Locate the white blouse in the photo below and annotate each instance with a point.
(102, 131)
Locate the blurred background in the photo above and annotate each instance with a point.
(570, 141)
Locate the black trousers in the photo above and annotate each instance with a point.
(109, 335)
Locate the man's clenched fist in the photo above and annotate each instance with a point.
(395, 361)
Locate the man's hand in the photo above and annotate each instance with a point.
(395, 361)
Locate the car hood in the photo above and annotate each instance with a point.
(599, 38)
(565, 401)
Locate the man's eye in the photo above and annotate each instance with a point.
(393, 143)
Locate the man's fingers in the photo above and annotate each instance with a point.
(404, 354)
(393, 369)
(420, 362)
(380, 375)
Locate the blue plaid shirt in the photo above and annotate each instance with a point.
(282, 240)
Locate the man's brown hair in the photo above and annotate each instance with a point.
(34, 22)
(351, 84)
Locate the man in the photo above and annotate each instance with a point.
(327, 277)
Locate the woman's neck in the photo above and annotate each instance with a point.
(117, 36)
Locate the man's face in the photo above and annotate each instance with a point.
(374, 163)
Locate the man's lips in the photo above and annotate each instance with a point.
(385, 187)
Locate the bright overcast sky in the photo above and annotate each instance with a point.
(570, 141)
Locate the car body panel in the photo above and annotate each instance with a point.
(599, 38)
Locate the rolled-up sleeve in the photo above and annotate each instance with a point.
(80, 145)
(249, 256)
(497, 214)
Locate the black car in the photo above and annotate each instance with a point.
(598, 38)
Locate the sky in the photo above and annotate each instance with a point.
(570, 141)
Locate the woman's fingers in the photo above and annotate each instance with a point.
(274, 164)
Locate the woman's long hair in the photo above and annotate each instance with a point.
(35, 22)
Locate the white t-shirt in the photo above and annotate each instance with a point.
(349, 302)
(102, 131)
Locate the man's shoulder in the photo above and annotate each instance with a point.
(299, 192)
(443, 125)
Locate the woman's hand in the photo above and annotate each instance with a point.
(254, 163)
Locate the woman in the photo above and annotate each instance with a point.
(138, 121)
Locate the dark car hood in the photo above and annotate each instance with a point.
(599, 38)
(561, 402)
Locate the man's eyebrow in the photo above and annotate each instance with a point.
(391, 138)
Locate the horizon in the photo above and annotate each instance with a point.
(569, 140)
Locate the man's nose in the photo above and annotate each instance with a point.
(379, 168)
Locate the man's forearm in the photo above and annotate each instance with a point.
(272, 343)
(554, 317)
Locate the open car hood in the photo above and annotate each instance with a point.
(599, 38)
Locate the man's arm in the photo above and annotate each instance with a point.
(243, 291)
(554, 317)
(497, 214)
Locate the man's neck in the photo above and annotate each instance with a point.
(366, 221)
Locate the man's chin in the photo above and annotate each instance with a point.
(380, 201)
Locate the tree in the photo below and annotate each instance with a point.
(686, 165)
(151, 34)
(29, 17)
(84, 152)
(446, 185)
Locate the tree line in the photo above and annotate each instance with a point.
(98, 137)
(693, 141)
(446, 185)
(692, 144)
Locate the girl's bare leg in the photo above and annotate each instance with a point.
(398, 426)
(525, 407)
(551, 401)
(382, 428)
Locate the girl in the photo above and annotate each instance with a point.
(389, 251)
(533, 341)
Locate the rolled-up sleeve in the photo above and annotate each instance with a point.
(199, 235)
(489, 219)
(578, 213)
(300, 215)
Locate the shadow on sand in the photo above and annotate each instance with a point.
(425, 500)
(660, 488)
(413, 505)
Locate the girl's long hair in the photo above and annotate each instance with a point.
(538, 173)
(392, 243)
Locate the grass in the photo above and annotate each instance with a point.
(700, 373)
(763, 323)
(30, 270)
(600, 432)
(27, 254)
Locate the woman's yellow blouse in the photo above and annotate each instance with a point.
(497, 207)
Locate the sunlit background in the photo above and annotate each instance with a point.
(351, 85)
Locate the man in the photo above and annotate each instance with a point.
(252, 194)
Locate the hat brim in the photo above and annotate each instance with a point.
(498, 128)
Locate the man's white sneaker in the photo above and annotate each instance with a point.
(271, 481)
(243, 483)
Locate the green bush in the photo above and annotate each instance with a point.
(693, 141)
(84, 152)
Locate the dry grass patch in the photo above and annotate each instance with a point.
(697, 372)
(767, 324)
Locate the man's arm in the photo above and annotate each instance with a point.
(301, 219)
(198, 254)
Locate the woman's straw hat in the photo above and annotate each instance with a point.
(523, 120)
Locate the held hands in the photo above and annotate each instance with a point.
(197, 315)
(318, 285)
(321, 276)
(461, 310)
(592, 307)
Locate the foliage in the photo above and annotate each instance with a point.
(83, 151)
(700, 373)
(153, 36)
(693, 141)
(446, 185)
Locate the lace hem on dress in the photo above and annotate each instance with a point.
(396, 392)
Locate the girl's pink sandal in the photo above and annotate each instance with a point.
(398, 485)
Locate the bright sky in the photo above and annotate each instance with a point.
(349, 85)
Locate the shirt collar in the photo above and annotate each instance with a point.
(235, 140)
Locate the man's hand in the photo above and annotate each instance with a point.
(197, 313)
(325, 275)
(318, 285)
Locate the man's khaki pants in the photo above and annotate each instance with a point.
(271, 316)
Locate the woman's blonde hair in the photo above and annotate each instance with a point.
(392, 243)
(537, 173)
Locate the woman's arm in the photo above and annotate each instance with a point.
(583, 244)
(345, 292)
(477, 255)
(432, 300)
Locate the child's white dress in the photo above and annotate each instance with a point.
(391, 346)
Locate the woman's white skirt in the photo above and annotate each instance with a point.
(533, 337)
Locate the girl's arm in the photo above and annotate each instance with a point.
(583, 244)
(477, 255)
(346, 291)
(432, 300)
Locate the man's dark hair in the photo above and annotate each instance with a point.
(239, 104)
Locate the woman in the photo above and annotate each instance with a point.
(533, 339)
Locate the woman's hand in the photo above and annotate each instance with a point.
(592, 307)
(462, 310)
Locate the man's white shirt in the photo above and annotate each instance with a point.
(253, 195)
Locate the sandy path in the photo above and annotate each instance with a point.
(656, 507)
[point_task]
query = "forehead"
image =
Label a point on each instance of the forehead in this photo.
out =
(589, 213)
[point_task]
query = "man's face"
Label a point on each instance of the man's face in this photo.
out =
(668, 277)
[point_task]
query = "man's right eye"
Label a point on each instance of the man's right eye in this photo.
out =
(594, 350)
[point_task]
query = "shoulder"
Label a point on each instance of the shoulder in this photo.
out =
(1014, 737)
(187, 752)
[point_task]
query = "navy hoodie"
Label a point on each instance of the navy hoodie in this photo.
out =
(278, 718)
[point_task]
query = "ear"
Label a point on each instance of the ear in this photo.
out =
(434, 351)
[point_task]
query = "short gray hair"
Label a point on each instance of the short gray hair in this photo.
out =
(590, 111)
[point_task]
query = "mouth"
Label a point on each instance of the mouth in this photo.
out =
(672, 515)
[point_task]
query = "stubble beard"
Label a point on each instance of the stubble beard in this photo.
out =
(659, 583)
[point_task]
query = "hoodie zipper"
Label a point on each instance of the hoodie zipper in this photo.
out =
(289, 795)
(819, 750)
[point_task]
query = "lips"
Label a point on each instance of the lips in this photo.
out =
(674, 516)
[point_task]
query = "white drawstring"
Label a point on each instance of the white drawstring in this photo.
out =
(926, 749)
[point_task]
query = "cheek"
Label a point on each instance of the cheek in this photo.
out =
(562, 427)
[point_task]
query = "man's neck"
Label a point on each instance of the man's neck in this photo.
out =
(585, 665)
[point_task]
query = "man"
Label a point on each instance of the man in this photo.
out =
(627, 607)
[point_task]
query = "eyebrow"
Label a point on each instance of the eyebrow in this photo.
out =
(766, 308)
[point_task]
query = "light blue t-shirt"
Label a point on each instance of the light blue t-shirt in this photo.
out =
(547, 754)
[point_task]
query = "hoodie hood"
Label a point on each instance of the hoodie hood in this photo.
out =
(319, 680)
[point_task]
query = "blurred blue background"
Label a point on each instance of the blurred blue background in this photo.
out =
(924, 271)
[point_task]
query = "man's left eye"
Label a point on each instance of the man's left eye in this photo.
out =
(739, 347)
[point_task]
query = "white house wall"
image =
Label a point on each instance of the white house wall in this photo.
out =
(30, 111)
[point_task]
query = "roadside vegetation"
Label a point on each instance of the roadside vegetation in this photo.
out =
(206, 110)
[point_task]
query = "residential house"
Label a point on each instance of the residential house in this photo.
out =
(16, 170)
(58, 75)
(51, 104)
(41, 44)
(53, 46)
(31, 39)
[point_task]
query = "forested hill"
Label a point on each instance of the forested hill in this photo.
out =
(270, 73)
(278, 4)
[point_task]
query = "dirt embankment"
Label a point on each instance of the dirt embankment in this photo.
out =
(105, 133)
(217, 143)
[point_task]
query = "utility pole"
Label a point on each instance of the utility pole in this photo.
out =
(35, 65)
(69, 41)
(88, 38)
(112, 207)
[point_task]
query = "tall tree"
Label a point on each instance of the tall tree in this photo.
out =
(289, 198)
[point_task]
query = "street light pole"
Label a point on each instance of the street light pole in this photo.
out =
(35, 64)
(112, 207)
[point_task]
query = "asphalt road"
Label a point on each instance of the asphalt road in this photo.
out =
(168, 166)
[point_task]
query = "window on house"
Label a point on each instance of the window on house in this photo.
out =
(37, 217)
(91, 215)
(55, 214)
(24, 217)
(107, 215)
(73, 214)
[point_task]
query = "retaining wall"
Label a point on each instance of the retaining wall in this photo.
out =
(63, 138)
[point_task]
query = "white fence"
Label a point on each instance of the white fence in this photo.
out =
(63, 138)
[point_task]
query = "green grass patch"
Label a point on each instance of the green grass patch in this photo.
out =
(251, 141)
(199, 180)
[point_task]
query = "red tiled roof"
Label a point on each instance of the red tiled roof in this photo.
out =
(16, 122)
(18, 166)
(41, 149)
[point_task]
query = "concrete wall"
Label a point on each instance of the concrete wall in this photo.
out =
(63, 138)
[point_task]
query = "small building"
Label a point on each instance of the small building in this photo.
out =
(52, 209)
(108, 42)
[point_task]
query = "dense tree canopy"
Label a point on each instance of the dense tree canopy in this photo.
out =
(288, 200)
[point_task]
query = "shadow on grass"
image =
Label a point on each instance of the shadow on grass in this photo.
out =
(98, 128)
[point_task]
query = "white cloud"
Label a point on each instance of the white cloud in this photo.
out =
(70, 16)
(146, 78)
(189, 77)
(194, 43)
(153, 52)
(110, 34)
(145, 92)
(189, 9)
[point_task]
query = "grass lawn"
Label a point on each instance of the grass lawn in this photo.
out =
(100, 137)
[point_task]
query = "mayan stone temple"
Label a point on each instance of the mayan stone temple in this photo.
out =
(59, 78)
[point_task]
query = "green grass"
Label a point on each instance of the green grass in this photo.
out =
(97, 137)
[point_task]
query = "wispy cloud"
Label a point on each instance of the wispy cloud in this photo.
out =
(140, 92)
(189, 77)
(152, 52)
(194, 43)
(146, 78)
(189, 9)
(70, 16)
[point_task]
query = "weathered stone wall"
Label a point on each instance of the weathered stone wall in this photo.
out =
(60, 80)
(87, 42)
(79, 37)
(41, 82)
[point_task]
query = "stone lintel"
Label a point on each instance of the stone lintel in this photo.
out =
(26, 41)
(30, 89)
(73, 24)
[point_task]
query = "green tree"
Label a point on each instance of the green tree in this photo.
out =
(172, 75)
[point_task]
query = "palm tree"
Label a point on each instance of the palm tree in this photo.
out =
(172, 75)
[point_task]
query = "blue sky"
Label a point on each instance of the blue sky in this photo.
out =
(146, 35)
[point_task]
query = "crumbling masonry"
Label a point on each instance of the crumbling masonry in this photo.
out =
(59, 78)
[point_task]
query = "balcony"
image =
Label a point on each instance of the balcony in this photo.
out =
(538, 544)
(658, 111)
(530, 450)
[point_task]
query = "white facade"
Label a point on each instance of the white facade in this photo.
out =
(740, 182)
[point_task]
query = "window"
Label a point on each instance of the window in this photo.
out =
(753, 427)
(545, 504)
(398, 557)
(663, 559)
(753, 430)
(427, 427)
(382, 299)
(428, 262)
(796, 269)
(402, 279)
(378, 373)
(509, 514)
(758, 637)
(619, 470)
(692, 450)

=====

> **What you should do**: A count alone is required. How many lines in the entries contain the string "fence"?

> **Answer to this task**: 2